TASK DIRECTIONS: Reproduce all of the material below word for word, leaving out the pictures.

━━ RECORD EXCERPTS

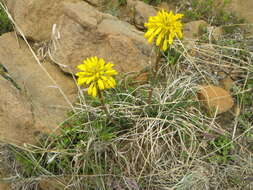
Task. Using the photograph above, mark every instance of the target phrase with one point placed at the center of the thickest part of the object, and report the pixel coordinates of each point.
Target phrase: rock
(41, 105)
(141, 12)
(97, 3)
(16, 118)
(242, 10)
(216, 32)
(227, 83)
(214, 97)
(92, 33)
(192, 30)
(167, 6)
(36, 18)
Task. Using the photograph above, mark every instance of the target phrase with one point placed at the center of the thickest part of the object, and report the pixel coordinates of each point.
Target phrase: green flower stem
(155, 74)
(102, 100)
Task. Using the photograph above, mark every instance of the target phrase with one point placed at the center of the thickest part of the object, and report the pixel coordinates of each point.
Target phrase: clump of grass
(208, 10)
(169, 142)
(5, 23)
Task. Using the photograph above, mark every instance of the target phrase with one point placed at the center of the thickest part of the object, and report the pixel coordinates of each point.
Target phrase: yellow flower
(96, 74)
(165, 26)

━━━━

TASK RESULT:
Task. Using the photograph above, mark every instance of the target phrase with one point placed at the center of the thickest part of the object, and report the pixel coordinates of each point.
Target phrase: rock
(41, 105)
(141, 12)
(97, 3)
(16, 118)
(242, 10)
(216, 32)
(227, 83)
(214, 97)
(92, 33)
(192, 30)
(167, 6)
(36, 18)
Task. Using the photograph above, mark every instance of the target phrase with one point placed at the center of the thickest part of the object, and report the pixel coordinates of each point.
Target phrase: green flower stem
(155, 74)
(102, 100)
Task. Using the photograph above, mark every instance of the target phrase with one point placed at the center of the thickest part of the object, and report the pixel coordinates of each point.
Target phrase: clump of grass
(208, 10)
(169, 142)
(5, 23)
Task. Using the photograph above, mark every instance of the target phrase with one point placed at the center of the thickest part of the object, and report the pixel coordinates of each point.
Target phrase: yellow flower
(96, 74)
(165, 26)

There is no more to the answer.